-- BEGIN --
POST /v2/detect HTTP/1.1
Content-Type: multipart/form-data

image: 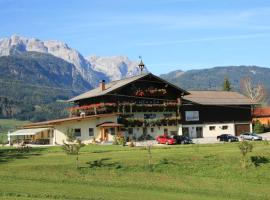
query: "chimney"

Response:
[99,80,105,91]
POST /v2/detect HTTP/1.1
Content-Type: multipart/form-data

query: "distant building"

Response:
[7,73,252,144]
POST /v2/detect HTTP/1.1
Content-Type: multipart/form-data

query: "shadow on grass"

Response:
[250,156,269,167]
[86,158,122,169]
[92,150,111,153]
[0,148,42,164]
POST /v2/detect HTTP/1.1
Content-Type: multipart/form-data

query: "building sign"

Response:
[185,111,199,121]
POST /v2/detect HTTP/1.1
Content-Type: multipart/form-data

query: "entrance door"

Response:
[235,124,250,136]
[196,127,203,138]
[182,127,190,137]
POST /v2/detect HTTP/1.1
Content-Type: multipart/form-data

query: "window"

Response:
[163,113,173,118]
[185,111,199,121]
[128,128,133,135]
[144,114,156,119]
[221,126,228,130]
[74,128,81,137]
[109,128,115,135]
[89,128,94,136]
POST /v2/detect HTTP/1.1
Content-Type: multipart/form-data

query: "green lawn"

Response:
[0,142,270,200]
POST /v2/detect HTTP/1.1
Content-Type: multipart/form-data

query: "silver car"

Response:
[240,133,262,140]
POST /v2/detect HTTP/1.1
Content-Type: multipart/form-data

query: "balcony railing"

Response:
[69,102,180,116]
[118,116,181,127]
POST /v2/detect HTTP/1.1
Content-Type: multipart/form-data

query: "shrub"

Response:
[239,141,253,168]
[253,121,264,133]
[113,136,126,146]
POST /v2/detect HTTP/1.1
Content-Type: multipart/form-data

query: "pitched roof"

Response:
[68,73,188,102]
[252,107,270,117]
[184,91,254,105]
[23,113,119,128]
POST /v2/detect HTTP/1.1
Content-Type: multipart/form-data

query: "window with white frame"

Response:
[74,128,81,137]
[89,128,94,136]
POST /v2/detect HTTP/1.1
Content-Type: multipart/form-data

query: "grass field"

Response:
[0,142,270,200]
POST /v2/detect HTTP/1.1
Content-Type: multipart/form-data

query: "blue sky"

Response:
[0,0,270,74]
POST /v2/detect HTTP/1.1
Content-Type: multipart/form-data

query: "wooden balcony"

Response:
[69,102,180,117]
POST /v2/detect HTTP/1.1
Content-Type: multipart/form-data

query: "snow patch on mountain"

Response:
[0,35,143,87]
[86,56,144,81]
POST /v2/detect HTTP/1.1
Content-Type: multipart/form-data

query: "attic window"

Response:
[221,126,228,130]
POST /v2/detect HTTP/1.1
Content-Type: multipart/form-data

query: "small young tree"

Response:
[63,129,84,169]
[240,77,266,103]
[223,77,232,91]
[146,141,153,170]
[239,141,253,168]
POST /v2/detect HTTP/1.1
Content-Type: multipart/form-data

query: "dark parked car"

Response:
[173,135,193,144]
[217,134,239,142]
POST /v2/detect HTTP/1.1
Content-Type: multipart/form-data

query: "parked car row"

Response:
[156,134,193,145]
[156,133,262,145]
[217,133,262,142]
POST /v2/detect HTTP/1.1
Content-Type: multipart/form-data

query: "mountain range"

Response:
[0,35,270,121]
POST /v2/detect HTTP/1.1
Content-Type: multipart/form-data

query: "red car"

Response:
[156,135,176,144]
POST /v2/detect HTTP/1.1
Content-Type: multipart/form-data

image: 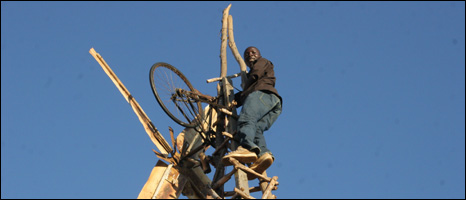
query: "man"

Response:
[222,46,282,180]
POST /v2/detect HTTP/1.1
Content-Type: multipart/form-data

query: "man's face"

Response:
[244,47,261,67]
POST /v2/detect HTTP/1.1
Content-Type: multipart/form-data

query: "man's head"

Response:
[244,46,262,67]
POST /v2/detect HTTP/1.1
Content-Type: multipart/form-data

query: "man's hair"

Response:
[243,46,261,55]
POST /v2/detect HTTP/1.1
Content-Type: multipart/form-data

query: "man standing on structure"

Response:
[222,46,282,180]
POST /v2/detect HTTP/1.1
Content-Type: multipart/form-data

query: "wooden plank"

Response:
[89,48,172,156]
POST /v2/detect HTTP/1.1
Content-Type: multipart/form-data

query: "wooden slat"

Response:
[89,48,172,155]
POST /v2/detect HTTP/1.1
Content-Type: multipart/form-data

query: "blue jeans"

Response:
[237,91,282,157]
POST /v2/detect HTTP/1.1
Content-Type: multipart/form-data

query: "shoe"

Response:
[222,146,257,166]
[248,152,274,180]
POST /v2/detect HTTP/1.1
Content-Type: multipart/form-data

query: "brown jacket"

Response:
[235,57,282,107]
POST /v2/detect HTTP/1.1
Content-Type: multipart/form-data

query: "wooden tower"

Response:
[89,4,278,199]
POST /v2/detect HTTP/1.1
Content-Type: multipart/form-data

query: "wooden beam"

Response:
[228,15,247,89]
[89,48,172,156]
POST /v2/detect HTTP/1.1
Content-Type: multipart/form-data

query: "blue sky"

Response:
[1,1,465,199]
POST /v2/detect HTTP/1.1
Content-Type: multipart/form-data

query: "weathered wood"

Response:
[212,168,237,189]
[228,15,247,89]
[262,176,278,199]
[220,4,231,77]
[138,160,187,199]
[89,48,172,155]
[235,188,256,199]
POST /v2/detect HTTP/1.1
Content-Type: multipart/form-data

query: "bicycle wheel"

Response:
[149,62,203,128]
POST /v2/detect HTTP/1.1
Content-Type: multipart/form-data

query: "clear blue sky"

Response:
[1,1,465,199]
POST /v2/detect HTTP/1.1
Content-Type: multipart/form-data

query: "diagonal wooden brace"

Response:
[89,48,172,156]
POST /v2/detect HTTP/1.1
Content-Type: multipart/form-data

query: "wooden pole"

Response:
[228,15,247,89]
[89,48,172,156]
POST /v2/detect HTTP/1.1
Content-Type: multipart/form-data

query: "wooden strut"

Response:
[89,48,172,157]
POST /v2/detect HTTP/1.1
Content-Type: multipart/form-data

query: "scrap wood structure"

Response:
[89,4,278,199]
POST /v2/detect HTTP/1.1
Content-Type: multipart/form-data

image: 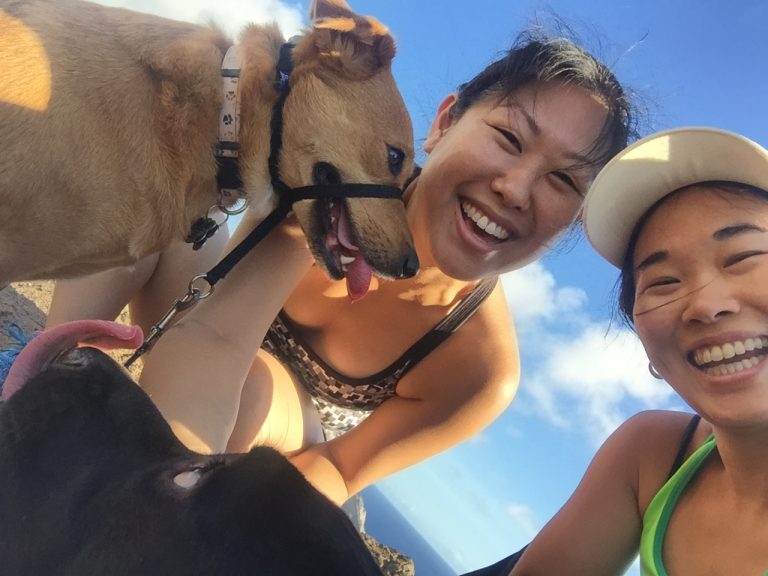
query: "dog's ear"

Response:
[294,0,395,79]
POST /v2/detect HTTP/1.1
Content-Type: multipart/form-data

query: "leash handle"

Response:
[123,274,213,368]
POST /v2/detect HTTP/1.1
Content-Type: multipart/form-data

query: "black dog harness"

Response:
[124,42,403,368]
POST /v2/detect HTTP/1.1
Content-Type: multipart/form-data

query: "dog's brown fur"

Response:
[0,0,413,286]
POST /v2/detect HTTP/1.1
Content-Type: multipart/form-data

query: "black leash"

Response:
[123,43,403,368]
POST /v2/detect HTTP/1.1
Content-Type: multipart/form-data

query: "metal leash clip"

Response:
[123,274,213,368]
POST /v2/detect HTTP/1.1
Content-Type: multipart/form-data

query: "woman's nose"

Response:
[491,166,536,211]
[682,276,740,324]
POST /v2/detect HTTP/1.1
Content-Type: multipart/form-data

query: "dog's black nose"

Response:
[400,252,419,278]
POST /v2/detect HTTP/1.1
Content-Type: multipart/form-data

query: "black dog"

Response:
[0,348,381,576]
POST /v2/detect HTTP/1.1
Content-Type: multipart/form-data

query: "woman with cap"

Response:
[500,128,768,576]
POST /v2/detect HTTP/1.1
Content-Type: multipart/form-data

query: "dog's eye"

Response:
[387,144,405,176]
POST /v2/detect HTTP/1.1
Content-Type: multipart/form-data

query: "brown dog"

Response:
[0,0,418,296]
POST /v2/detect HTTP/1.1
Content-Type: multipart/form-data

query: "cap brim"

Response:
[583,127,768,268]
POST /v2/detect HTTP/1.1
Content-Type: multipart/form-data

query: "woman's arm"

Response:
[292,288,519,502]
[140,213,312,453]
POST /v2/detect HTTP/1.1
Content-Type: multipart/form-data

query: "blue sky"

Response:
[94,0,768,574]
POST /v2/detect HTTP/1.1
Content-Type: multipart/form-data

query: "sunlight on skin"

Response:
[0,10,51,112]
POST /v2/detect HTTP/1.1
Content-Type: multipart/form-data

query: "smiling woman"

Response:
[46,25,634,502]
[498,128,768,576]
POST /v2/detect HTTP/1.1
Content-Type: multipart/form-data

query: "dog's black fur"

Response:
[0,349,381,576]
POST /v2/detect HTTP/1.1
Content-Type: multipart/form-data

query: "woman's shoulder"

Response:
[614,410,710,511]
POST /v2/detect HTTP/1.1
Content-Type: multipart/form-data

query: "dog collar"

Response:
[215,45,245,201]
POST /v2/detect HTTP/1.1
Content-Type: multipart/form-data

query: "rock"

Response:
[342,494,415,576]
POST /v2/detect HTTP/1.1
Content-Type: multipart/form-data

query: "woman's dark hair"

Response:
[618,180,768,328]
[451,31,637,167]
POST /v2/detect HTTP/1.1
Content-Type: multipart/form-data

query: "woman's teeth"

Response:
[461,202,509,240]
[693,336,768,376]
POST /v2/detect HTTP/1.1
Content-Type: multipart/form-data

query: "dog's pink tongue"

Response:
[3,320,144,400]
[337,207,373,302]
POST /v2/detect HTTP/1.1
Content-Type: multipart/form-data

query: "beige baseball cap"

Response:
[583,127,768,268]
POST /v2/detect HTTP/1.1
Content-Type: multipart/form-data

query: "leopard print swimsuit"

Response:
[261,278,497,435]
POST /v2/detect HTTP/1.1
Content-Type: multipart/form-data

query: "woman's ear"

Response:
[424,94,456,153]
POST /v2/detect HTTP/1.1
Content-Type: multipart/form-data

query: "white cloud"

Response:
[501,262,587,332]
[502,263,675,444]
[91,0,305,38]
[527,324,673,443]
[504,502,541,539]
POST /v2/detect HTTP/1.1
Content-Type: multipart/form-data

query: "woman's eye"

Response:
[643,278,678,291]
[725,250,765,268]
[552,172,584,196]
[493,126,523,153]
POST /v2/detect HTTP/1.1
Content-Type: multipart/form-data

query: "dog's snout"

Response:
[312,162,341,185]
[400,252,419,278]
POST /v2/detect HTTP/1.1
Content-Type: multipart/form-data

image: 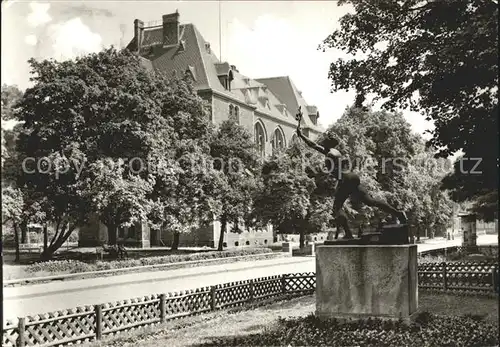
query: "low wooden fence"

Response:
[418,245,498,258]
[2,263,499,347]
[418,262,499,293]
[2,273,316,347]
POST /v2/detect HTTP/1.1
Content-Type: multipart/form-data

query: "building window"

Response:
[128,225,135,239]
[272,128,285,151]
[254,123,266,156]
[234,106,240,124]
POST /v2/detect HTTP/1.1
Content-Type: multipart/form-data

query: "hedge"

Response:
[200,312,498,347]
[26,247,274,274]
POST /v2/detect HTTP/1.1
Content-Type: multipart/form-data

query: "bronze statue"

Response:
[295,107,407,239]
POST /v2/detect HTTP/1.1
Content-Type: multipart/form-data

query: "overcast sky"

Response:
[1,0,432,139]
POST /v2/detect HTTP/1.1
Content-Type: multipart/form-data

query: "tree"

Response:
[210,120,259,251]
[327,107,451,235]
[150,74,223,250]
[320,0,499,219]
[1,84,23,168]
[14,48,223,257]
[2,187,24,262]
[254,142,334,248]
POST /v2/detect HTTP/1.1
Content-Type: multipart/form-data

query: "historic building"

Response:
[80,12,323,247]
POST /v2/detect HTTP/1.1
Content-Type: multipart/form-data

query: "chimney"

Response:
[163,10,179,47]
[134,19,144,52]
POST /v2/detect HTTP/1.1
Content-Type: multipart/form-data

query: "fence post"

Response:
[160,294,167,323]
[491,265,498,293]
[17,317,26,347]
[94,305,102,340]
[281,274,286,294]
[248,280,254,301]
[443,261,448,290]
[210,286,217,311]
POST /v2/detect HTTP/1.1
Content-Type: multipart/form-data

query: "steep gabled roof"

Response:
[256,76,324,132]
[127,17,321,131]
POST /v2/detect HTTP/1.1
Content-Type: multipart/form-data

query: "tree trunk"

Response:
[41,226,76,260]
[106,223,117,245]
[299,228,306,249]
[20,222,28,243]
[14,223,20,263]
[217,218,227,251]
[43,224,49,252]
[170,231,181,251]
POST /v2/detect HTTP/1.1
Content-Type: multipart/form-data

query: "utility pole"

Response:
[219,0,222,62]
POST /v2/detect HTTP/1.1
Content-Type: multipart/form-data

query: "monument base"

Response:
[316,245,418,322]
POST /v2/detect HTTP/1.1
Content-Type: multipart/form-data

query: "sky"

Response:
[1,0,433,138]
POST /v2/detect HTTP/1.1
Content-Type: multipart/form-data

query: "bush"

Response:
[26,247,273,273]
[202,313,498,347]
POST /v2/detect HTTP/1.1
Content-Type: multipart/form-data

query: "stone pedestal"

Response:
[282,242,292,254]
[316,245,418,321]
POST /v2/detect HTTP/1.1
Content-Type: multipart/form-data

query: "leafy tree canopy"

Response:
[320,0,499,220]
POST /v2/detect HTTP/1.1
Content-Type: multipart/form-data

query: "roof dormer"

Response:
[214,62,234,91]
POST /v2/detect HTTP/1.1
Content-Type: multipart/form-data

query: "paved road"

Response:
[3,257,315,319]
[3,235,498,319]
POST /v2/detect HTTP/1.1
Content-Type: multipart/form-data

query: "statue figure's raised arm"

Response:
[295,107,327,154]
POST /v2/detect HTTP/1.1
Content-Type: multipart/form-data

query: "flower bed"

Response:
[25,248,274,274]
[201,312,498,347]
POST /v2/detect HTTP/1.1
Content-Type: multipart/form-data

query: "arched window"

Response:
[254,122,266,156]
[272,128,285,151]
[234,106,240,124]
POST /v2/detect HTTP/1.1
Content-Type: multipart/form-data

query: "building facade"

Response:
[80,12,324,247]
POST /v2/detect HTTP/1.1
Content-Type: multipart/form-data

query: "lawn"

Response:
[89,293,498,347]
[3,247,286,285]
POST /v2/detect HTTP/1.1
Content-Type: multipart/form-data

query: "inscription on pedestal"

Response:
[316,245,418,320]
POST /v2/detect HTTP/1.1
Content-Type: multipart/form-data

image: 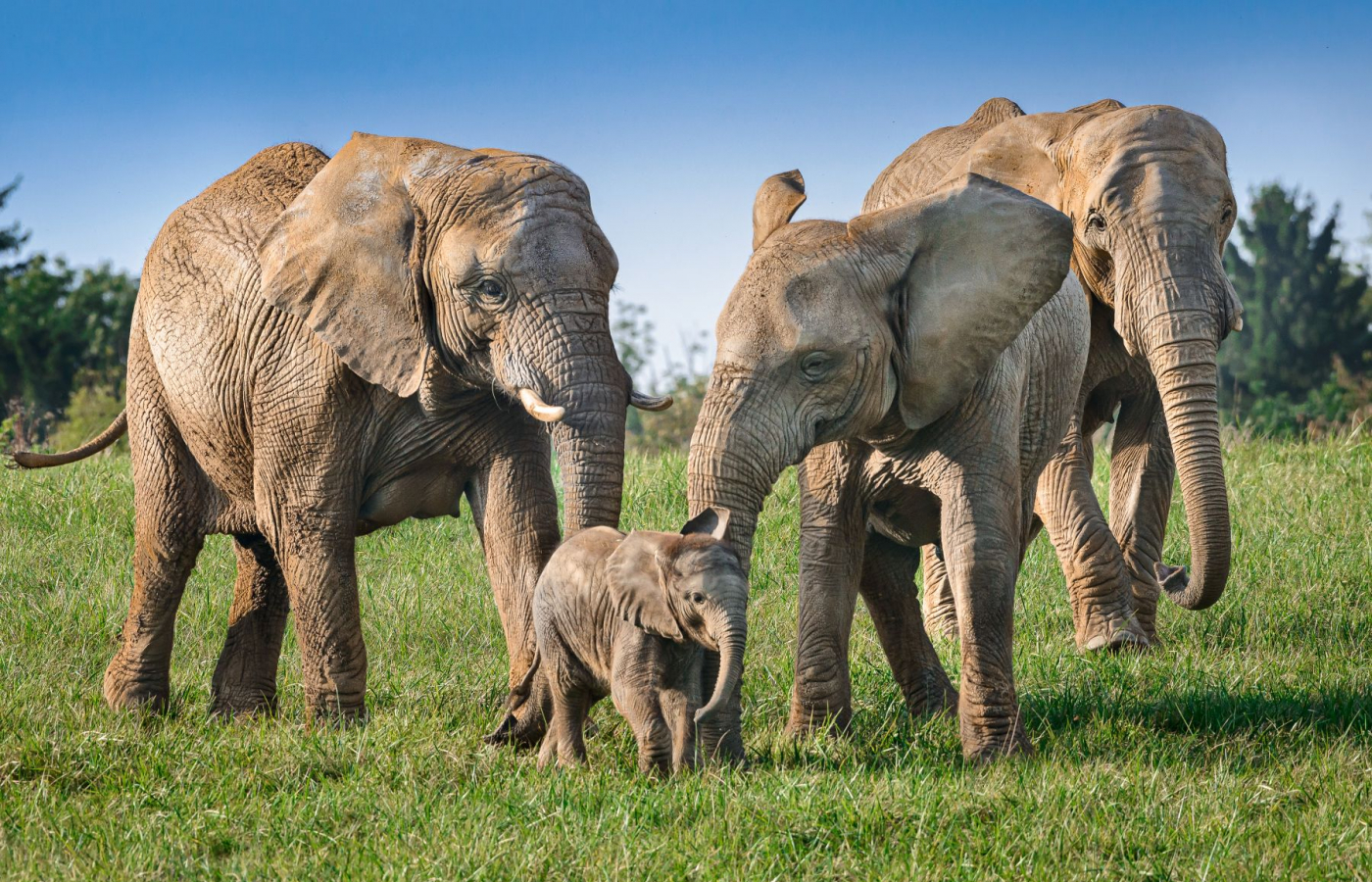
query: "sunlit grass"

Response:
[0,440,1372,879]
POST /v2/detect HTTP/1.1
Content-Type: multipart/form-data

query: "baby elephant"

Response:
[514,509,748,773]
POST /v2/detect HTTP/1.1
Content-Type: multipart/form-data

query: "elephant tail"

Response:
[14,409,129,469]
[507,649,543,713]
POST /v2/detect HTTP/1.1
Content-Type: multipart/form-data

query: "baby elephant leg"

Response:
[538,687,591,768]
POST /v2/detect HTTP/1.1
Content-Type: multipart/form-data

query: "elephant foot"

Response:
[210,689,278,720]
[1077,612,1152,653]
[103,657,172,713]
[306,696,368,728]
[961,717,1035,764]
[481,704,548,751]
[786,701,854,739]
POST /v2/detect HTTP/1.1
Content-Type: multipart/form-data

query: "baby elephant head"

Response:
[605,509,748,723]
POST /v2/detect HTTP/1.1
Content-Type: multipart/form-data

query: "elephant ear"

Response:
[605,529,686,643]
[258,133,428,398]
[754,169,806,251]
[682,508,728,542]
[848,174,1071,429]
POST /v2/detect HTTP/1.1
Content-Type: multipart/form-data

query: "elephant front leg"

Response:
[858,532,957,716]
[270,509,367,723]
[1037,415,1149,650]
[210,535,291,716]
[940,476,1032,760]
[1110,392,1176,642]
[467,450,559,746]
[786,444,865,735]
[920,545,957,641]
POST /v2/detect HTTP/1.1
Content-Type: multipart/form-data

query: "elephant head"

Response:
[260,133,669,532]
[689,172,1071,566]
[953,100,1243,609]
[605,509,748,723]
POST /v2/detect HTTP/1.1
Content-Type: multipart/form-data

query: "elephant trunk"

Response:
[1145,310,1231,609]
[543,303,630,535]
[696,604,748,725]
[686,381,785,573]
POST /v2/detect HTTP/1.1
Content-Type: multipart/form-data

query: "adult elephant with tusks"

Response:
[863,97,1243,650]
[15,134,669,742]
[689,172,1088,759]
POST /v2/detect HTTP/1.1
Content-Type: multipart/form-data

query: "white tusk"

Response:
[628,390,672,411]
[518,390,566,422]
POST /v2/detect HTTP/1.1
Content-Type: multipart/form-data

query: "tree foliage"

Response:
[1220,184,1372,432]
[0,181,138,443]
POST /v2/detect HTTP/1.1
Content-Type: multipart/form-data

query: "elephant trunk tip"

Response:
[1152,563,1225,611]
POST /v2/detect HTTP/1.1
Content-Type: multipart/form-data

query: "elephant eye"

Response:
[800,353,830,380]
[472,278,507,313]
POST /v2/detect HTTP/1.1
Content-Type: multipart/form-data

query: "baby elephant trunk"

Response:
[696,611,748,725]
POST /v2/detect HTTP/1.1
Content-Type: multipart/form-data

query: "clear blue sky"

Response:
[0,0,1372,372]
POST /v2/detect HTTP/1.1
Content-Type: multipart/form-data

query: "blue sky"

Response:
[0,0,1372,372]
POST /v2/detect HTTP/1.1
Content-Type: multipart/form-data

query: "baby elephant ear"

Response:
[682,509,728,542]
[754,169,806,251]
[605,529,686,643]
[258,134,426,397]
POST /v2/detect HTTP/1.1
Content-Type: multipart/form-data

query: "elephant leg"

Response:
[1037,415,1147,650]
[696,649,744,765]
[210,535,291,716]
[103,378,207,710]
[786,444,867,735]
[858,532,957,716]
[1110,392,1176,642]
[538,689,591,768]
[658,689,700,772]
[467,444,559,746]
[269,508,367,723]
[940,474,1032,760]
[922,545,957,641]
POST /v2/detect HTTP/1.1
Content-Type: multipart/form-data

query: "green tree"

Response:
[0,181,138,443]
[1220,184,1372,430]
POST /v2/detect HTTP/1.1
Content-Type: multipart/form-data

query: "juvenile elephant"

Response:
[512,509,748,773]
[863,97,1243,650]
[17,134,660,741]
[689,172,1088,759]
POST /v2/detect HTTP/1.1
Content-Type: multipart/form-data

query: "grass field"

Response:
[0,439,1372,881]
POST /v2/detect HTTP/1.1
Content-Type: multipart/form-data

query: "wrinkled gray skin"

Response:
[512,509,748,773]
[689,172,1088,759]
[17,134,666,741]
[863,99,1243,650]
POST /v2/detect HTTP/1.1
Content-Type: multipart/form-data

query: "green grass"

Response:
[0,440,1372,881]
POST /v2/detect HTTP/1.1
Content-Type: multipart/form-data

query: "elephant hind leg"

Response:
[210,535,291,716]
[103,389,210,710]
[858,532,957,716]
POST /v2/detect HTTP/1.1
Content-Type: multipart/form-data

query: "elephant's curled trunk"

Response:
[1147,310,1231,609]
[696,611,748,725]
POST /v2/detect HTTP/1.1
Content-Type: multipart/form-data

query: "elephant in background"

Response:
[687,172,1088,759]
[17,134,664,742]
[863,97,1243,650]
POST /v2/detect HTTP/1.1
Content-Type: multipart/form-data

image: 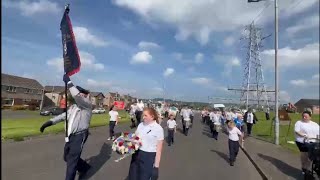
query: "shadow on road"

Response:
[210,149,229,163]
[258,153,301,179]
[81,143,112,179]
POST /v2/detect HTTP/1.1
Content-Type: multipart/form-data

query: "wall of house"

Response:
[312,106,320,114]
-- END --
-- PROBLEM --
Reproduce the records verbatim from their first line through the line with "[0,148,42,164]", both ends included, and leave the pictures out of your copy.

-- TASK OUTPUT --
POST /v2/detect HTTP/1.1
Content-Type: multipart/form-data

image: 
query: "chimney"

Response:
[99,80,105,91]
POST /v2/detect HTTP/1.1
Content-Type: multipart/form-data

query: "distant building"

Response:
[7,73,252,144]
POST /v2/detect HTTP/1.1
Content-Type: multipart/form-data

query: "shadow on grass"

Response:
[250,156,269,167]
[86,158,122,169]
[92,150,111,153]
[0,148,42,164]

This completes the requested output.